[[ MATERIAL SUPPLIED open ]]
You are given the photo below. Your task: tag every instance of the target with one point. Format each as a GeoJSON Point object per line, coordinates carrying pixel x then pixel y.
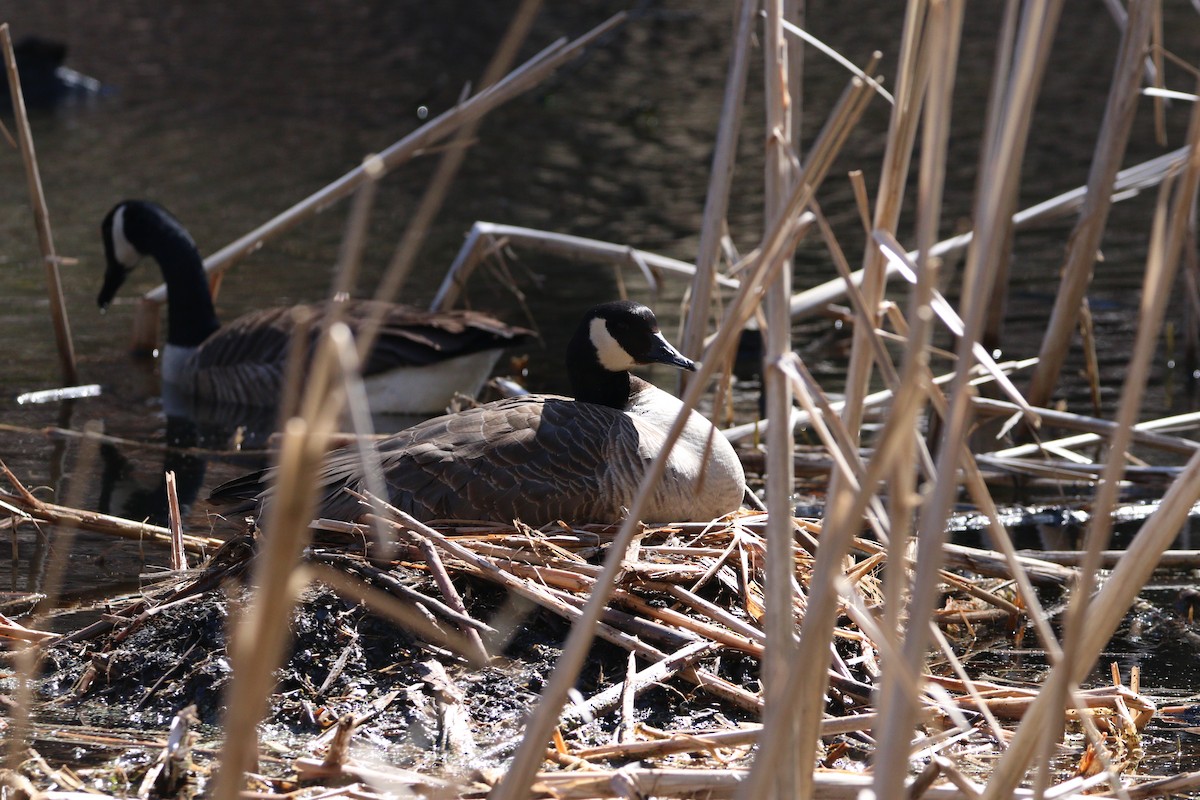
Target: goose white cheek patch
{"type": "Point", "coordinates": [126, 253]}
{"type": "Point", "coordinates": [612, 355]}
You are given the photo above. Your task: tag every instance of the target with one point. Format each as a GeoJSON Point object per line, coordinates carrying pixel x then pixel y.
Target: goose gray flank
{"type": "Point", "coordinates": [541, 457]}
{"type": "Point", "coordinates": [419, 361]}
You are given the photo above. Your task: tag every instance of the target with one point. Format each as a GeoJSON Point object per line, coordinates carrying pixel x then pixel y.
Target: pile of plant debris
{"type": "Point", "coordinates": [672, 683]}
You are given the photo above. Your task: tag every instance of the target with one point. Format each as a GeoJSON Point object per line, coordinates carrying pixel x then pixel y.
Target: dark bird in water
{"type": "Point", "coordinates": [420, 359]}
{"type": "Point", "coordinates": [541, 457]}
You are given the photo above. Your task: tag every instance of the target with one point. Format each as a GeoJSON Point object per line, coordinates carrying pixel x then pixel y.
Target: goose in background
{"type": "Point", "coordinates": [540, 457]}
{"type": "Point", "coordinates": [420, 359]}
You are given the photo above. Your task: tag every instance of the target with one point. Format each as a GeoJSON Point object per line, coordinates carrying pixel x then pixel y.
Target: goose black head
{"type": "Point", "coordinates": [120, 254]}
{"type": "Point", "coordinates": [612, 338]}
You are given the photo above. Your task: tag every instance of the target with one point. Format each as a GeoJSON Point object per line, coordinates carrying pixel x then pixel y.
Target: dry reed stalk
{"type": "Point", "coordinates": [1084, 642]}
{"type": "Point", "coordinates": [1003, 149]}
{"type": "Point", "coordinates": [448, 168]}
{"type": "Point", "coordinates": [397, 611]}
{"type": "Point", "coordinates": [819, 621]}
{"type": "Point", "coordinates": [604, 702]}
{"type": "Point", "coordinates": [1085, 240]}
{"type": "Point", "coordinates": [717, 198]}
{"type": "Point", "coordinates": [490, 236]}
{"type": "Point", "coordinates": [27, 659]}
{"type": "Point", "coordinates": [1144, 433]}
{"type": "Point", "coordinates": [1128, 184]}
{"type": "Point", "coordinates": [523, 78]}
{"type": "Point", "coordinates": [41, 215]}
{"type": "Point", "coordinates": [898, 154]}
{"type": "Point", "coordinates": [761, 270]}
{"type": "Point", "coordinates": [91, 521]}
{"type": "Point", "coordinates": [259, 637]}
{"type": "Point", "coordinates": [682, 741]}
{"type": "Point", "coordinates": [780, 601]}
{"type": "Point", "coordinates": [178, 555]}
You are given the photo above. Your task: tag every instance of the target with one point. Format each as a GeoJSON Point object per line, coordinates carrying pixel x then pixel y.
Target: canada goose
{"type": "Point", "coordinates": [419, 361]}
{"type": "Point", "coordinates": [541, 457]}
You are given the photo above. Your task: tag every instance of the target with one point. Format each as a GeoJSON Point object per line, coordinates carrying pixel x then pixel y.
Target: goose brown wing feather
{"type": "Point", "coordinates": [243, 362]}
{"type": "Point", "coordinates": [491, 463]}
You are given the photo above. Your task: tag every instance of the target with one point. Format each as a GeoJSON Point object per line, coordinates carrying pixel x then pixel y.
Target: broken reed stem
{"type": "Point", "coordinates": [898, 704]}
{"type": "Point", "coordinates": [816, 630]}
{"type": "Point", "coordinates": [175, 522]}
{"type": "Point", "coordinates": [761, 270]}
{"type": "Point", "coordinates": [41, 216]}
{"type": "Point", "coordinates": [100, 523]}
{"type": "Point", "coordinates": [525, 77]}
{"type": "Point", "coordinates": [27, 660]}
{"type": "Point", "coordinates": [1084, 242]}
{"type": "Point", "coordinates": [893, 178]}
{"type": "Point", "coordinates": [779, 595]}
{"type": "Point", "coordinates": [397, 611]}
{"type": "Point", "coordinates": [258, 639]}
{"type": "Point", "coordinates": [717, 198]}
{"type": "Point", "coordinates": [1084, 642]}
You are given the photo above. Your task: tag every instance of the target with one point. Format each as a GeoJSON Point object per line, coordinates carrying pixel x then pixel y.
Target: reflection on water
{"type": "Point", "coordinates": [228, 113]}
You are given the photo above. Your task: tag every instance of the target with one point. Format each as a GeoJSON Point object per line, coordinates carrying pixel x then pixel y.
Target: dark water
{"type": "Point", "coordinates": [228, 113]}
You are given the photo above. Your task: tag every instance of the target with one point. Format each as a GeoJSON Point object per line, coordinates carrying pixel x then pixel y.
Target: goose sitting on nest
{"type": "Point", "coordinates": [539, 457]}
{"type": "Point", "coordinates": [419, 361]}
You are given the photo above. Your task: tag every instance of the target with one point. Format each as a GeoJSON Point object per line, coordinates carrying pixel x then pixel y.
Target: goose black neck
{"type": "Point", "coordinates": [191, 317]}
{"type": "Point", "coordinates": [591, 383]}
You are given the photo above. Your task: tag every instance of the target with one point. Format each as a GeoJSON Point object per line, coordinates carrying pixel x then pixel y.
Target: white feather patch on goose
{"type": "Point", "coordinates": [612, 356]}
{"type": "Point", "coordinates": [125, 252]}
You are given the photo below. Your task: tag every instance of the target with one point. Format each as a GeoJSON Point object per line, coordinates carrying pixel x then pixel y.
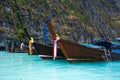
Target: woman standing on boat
[[ MATERIAL SUPPLIED closed ]]
* **PROBLEM TO SOLVE**
Without any pictures, output the entries above exactly as they appear.

* **RESPONSE BELOW**
You are given the photo below. Your task: tag every instance of the target with one point. Format each as a GeoJSON Point object per line, coordinates carrying pixel x then pixel y.
Target: goose white cheek patch
{"type": "Point", "coordinates": [126, 253]}
{"type": "Point", "coordinates": [612, 355]}
You are given the photo above. Your task: tag every instance of the target with one point. Format each as a GeoJSON Point object per line, coordinates carrying pixel x then pixel y.
Target: goose gray flank
{"type": "Point", "coordinates": [541, 457]}
{"type": "Point", "coordinates": [419, 361]}
You are given the photo above. Your task: tag every instance of the target with one point. Format each as a GeoJSON Point object per line, coordinates carrying pixel x then pixel y.
Target: pile of plant debris
{"type": "Point", "coordinates": [672, 683]}
You are given the photo above. Your task: tag every instance of the target with one point. Format each as a GeoJSON Point object per line, coordinates carrying pixel x then pixel y.
Target: dark bird in water
{"type": "Point", "coordinates": [420, 359]}
{"type": "Point", "coordinates": [541, 457]}
You are given the photo above. Your task: tag every instance of the target with one point. Format each as a GeoJSON Point object per line, coordinates carrying pixel x then pixel y.
Target: goose in background
{"type": "Point", "coordinates": [540, 457]}
{"type": "Point", "coordinates": [420, 359]}
You are given the photo above. Your task: tag every instance of the target with one point. Format each as a GeoJSON Point object per line, coordinates carrying pixel x then pixel y.
Target: goose black head
{"type": "Point", "coordinates": [120, 254]}
{"type": "Point", "coordinates": [612, 338]}
You are given the photo above. Your task: tag every instance of the target with one point. Format each as a GeoJSON Point object per line, coordinates carrying pixel x then pixel y.
Target: dry reed stalk
{"type": "Point", "coordinates": [1084, 642]}
{"type": "Point", "coordinates": [1003, 149]}
{"type": "Point", "coordinates": [448, 168]}
{"type": "Point", "coordinates": [397, 611]}
{"type": "Point", "coordinates": [819, 621]}
{"type": "Point", "coordinates": [604, 702]}
{"type": "Point", "coordinates": [1085, 240]}
{"type": "Point", "coordinates": [717, 198]}
{"type": "Point", "coordinates": [490, 236]}
{"type": "Point", "coordinates": [27, 659]}
{"type": "Point", "coordinates": [1144, 433]}
{"type": "Point", "coordinates": [1128, 184]}
{"type": "Point", "coordinates": [523, 78]}
{"type": "Point", "coordinates": [41, 215]}
{"type": "Point", "coordinates": [898, 154]}
{"type": "Point", "coordinates": [761, 270]}
{"type": "Point", "coordinates": [91, 521]}
{"type": "Point", "coordinates": [259, 637]}
{"type": "Point", "coordinates": [682, 741]}
{"type": "Point", "coordinates": [780, 601]}
{"type": "Point", "coordinates": [178, 555]}
You are given the photo above. Your task: tag every instance of the target with one point. Format each as a GeoJSON Point object per line, coordinates carrying pixel x then pixel y.
Target: canada goose
{"type": "Point", "coordinates": [419, 361]}
{"type": "Point", "coordinates": [541, 457]}
You are given the photo above. Your task: tag every instance of the target with one point. Format each as a GeoJSON Point object per line, coordinates carrying pixel x then pixel y.
Target: goose brown wing feather
{"type": "Point", "coordinates": [243, 362]}
{"type": "Point", "coordinates": [491, 463]}
You are given the photo above. Your task: tag every instance of the target with one point. Format each as a GeoJSON Point object per line, coordinates carrying pixel x then pixel y.
Target: broken reed stem
{"type": "Point", "coordinates": [898, 704]}
{"type": "Point", "coordinates": [816, 630]}
{"type": "Point", "coordinates": [175, 522]}
{"type": "Point", "coordinates": [761, 270]}
{"type": "Point", "coordinates": [41, 216]}
{"type": "Point", "coordinates": [100, 523]}
{"type": "Point", "coordinates": [525, 77]}
{"type": "Point", "coordinates": [27, 660]}
{"type": "Point", "coordinates": [1084, 242]}
{"type": "Point", "coordinates": [893, 178]}
{"type": "Point", "coordinates": [779, 595]}
{"type": "Point", "coordinates": [397, 611]}
{"type": "Point", "coordinates": [258, 639]}
{"type": "Point", "coordinates": [717, 198]}
{"type": "Point", "coordinates": [1084, 642]}
You are given the photo above. Your task: tag every instance of the target with one point. Format each as a GeoJSON Point object per line, coordinates carrying pixel x then pixel y.
Target: reflection on water
{"type": "Point", "coordinates": [228, 113]}
You are given the photo above. Your task: tag every instance of the target with one point. Format each as a GeoJSON Point object per line, coordinates carrying pixel x then pixel y.
Target: dark water
{"type": "Point", "coordinates": [228, 113]}
You are given the photo above. Your task: tag every instance of the target with one point. Format each as a GeoJSON Point object per line, coordinates carrying pixel x then pixel y.
Target: goose sitting on nest
{"type": "Point", "coordinates": [539, 457]}
{"type": "Point", "coordinates": [419, 361]}
You are given the photo above. Your task: tag every instance of the target with one point. Format each as a GeoJSON Point object per line, coordinates carrying pixel x then pixel y.
Target: goose black neck
{"type": "Point", "coordinates": [191, 317]}
{"type": "Point", "coordinates": [591, 383]}
You are given the photo above. Your task: tag every instance of the target with one point. Format each as a GeoJSON Point object per line, coordinates carrying pixel x then pixel y.
Target: white feather patch on goose
{"type": "Point", "coordinates": [612, 356]}
{"type": "Point", "coordinates": [125, 252]}
You are given the photo below. Your task: tag every instance of the target with one point. Format each as a GeoJSON Point object per line, coordinates carrying pixel x then pixel y.
Target: woman standing on boat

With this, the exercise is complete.